··· Listed entries

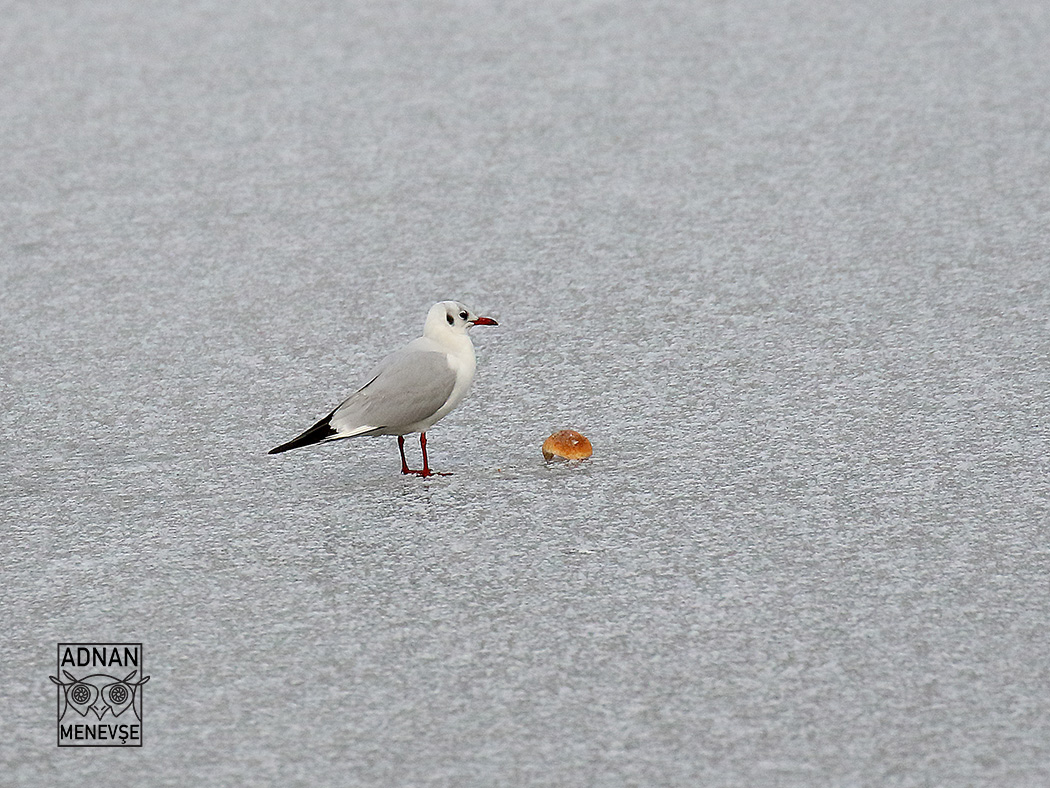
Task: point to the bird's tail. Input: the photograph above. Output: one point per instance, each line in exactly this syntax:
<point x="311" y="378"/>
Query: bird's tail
<point x="321" y="431"/>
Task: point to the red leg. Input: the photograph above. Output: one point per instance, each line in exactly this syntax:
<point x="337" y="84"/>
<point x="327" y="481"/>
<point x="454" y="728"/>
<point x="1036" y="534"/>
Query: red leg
<point x="400" y="446"/>
<point x="422" y="444"/>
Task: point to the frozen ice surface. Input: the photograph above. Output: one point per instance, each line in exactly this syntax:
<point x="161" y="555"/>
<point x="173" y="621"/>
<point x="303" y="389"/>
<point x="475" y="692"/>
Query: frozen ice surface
<point x="785" y="265"/>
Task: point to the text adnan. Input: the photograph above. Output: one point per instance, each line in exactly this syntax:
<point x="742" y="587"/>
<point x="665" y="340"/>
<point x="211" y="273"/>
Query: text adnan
<point x="100" y="657"/>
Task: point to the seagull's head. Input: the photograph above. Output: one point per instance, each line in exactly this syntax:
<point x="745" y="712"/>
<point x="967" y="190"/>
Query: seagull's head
<point x="450" y="316"/>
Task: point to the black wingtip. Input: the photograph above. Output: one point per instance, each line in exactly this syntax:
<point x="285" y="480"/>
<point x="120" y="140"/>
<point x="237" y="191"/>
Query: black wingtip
<point x="321" y="431"/>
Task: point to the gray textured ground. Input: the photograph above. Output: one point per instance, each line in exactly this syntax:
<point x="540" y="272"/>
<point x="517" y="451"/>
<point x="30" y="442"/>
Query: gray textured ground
<point x="786" y="265"/>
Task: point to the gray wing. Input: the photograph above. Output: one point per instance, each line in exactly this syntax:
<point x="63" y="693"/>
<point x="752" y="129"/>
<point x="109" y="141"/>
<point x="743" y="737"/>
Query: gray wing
<point x="406" y="387"/>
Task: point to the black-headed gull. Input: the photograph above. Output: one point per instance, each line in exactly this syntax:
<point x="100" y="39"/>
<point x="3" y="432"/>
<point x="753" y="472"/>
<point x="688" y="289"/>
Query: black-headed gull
<point x="411" y="389"/>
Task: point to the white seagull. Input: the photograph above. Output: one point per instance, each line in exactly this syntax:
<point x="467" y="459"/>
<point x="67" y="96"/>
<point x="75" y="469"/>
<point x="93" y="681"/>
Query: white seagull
<point x="411" y="390"/>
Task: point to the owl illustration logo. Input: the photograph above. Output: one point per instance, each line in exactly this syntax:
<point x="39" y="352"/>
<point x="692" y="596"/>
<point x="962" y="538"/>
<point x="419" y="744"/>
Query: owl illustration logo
<point x="100" y="693"/>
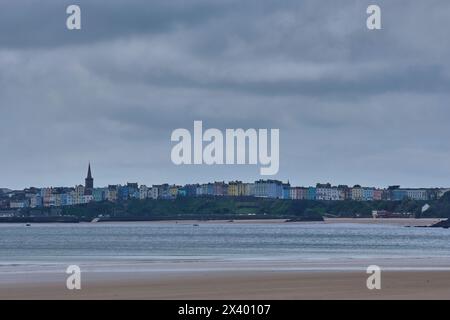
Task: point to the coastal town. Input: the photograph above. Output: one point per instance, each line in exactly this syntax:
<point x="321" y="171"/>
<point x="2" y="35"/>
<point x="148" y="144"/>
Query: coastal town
<point x="47" y="197"/>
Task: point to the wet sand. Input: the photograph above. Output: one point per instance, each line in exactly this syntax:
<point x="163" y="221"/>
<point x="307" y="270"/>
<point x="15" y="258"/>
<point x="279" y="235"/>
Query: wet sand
<point x="243" y="285"/>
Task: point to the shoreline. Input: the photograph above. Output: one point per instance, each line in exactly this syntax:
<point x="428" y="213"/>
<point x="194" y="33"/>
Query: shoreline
<point x="407" y="222"/>
<point x="242" y="285"/>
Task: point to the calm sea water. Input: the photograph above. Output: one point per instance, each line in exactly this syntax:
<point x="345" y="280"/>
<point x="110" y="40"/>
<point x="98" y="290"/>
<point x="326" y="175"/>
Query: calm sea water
<point x="170" y="241"/>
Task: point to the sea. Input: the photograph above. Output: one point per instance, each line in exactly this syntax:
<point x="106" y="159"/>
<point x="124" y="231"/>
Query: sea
<point x="160" y="246"/>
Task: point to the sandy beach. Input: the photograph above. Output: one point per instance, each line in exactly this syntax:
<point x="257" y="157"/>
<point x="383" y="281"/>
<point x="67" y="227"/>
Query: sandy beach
<point x="243" y="285"/>
<point x="317" y="268"/>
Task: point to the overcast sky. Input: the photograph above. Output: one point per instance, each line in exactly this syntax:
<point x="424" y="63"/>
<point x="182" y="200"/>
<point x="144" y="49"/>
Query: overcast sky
<point x="352" y="105"/>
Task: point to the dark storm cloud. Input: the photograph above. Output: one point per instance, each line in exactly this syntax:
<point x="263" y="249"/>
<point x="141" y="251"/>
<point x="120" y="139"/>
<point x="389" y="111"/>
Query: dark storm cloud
<point x="353" y="106"/>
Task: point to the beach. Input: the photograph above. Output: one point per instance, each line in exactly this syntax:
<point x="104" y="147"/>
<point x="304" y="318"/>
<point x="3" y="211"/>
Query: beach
<point x="244" y="285"/>
<point x="224" y="260"/>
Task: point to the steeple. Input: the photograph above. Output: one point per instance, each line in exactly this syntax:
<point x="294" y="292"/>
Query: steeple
<point x="89" y="172"/>
<point x="89" y="182"/>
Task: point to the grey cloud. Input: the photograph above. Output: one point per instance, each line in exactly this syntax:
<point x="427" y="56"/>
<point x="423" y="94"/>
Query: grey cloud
<point x="353" y="106"/>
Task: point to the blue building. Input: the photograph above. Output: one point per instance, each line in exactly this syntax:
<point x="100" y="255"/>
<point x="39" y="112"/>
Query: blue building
<point x="311" y="194"/>
<point x="269" y="189"/>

······

Please extract all of the text from the material above word for word, leaving the pictures out.

Task: point to the bird's tail. Input: the photograph above. Output: one point per instance, each line in exactly this syntax:
<point x="311" y="378"/>
Query: bird's tail
<point x="321" y="431"/>
Task: point to the red leg. Input: the photograph above. Output: one point per instance, each line in exactly this syntax:
<point x="337" y="84"/>
<point x="327" y="481"/>
<point x="454" y="728"/>
<point x="1036" y="534"/>
Query: red leg
<point x="400" y="446"/>
<point x="422" y="444"/>
Task: point to the frozen ice surface. Input: the photograph above. Output: one point per instance, each line in exactly this syntax:
<point x="161" y="555"/>
<point x="173" y="621"/>
<point x="303" y="389"/>
<point x="475" y="692"/>
Query: frozen ice surface
<point x="785" y="265"/>
Task: point to the text adnan. Input: the photograph above. Output: one point per instance, each line in exactly this syntax:
<point x="742" y="587"/>
<point x="665" y="340"/>
<point x="211" y="273"/>
Query: text adnan
<point x="100" y="657"/>
Task: point to the seagull's head. Input: the photograph above. Output: one point per instance, each line in exactly this syntax:
<point x="745" y="712"/>
<point x="967" y="190"/>
Query: seagull's head
<point x="450" y="316"/>
Task: point to the black wingtip. Input: the photograph above. Output: one point per instance, each line in exactly this syntax:
<point x="285" y="480"/>
<point x="120" y="140"/>
<point x="237" y="191"/>
Query: black wingtip
<point x="321" y="431"/>
Task: point to the gray textured ground. Input: the photograph above. Output: one point per instance, each line in exactly this syntax:
<point x="540" y="272"/>
<point x="517" y="451"/>
<point x="30" y="442"/>
Query: gray textured ground
<point x="786" y="265"/>
Task: point to the gray wing. Input: the photograph above. Output: one point per instance, each line in exactly this syntax:
<point x="63" y="693"/>
<point x="752" y="129"/>
<point x="109" y="141"/>
<point x="743" y="737"/>
Query: gray wing
<point x="406" y="387"/>
Task: point to the black-headed gull. Input: the photograph above. Output: one point per instance, each line in exactly this syntax:
<point x="100" y="39"/>
<point x="3" y="432"/>
<point x="753" y="472"/>
<point x="688" y="289"/>
Query: black-headed gull
<point x="411" y="389"/>
Task: point to the white seagull. Input: the photograph above. Output: one point per instance, each line in exactly this syntax:
<point x="467" y="459"/>
<point x="67" y="96"/>
<point x="75" y="469"/>
<point x="93" y="681"/>
Query: white seagull
<point x="411" y="390"/>
Task: point to the owl illustration logo. Input: the photograph above. Output: one point per instance, each line in exactly this syntax:
<point x="39" y="352"/>
<point x="692" y="596"/>
<point x="962" y="538"/>
<point x="419" y="744"/>
Query: owl illustration logo
<point x="100" y="693"/>
Task: point to the coastal town. Input: the photograph above. Output: one point per instance, each line in exactly this syntax:
<point x="321" y="171"/>
<point x="2" y="35"/>
<point x="148" y="144"/>
Query: coastal town
<point x="47" y="197"/>
Task: point to the wet sand. Input: the photograph above. Output: one point per instance, each line in exactly this syntax:
<point x="163" y="221"/>
<point x="307" y="270"/>
<point x="15" y="258"/>
<point x="279" y="235"/>
Query: wet sand
<point x="243" y="285"/>
Task: point to the shoreline. Input: the photograph above. Output: one point per instance, each line in exactly this syntax:
<point x="428" y="213"/>
<point x="194" y="33"/>
Query: shoreline
<point x="407" y="222"/>
<point x="242" y="285"/>
Task: point to the calm sea water. Input: the photograph above. Output: one point per instance, each line in exactly this syntax:
<point x="345" y="280"/>
<point x="110" y="40"/>
<point x="98" y="290"/>
<point x="326" y="175"/>
Query: calm sea water
<point x="170" y="241"/>
Task: point to the sea. Input: the photograph above. Output: one point per instance, each line in exactly this syntax:
<point x="106" y="159"/>
<point x="124" y="231"/>
Query: sea
<point x="160" y="246"/>
Task: point to the sandy beach. Input: the photograph above. Output: one point per instance, each line in exactly this syntax:
<point x="257" y="157"/>
<point x="383" y="281"/>
<point x="67" y="227"/>
Query: sandy beach
<point x="243" y="285"/>
<point x="317" y="268"/>
Task: point to the overcast sky. Input: the photograph above. Output: one point per instance, each line in exactly this syntax:
<point x="424" y="63"/>
<point x="182" y="200"/>
<point x="144" y="49"/>
Query: overcast sky
<point x="352" y="105"/>
Task: point to the dark storm cloud. Input: the photograph above. Output: one point per instance, each line in exactly this syntax:
<point x="263" y="249"/>
<point x="141" y="251"/>
<point x="120" y="139"/>
<point x="389" y="111"/>
Query: dark storm cloud
<point x="353" y="106"/>
Task: point to the beach. Input: the photograph above. Output: one point per instance, each line in exactly this syntax:
<point x="104" y="147"/>
<point x="304" y="318"/>
<point x="3" y="211"/>
Query: beach
<point x="244" y="285"/>
<point x="224" y="260"/>
Task: point to the steeple. Input: the photograph above. Output: one point per instance, each line in exactly this syntax:
<point x="294" y="292"/>
Query: steeple
<point x="89" y="172"/>
<point x="89" y="182"/>
Task: point to the grey cloud. Input: the photograph above. Output: one point per instance, each line in exactly this syntax:
<point x="427" y="56"/>
<point x="423" y="94"/>
Query: grey cloud
<point x="353" y="106"/>
Task: point to the blue building. Input: the photograph above. Output: one point per instance, each line in exactly this syntax:
<point x="100" y="255"/>
<point x="39" y="112"/>
Query: blue building
<point x="311" y="194"/>
<point x="269" y="189"/>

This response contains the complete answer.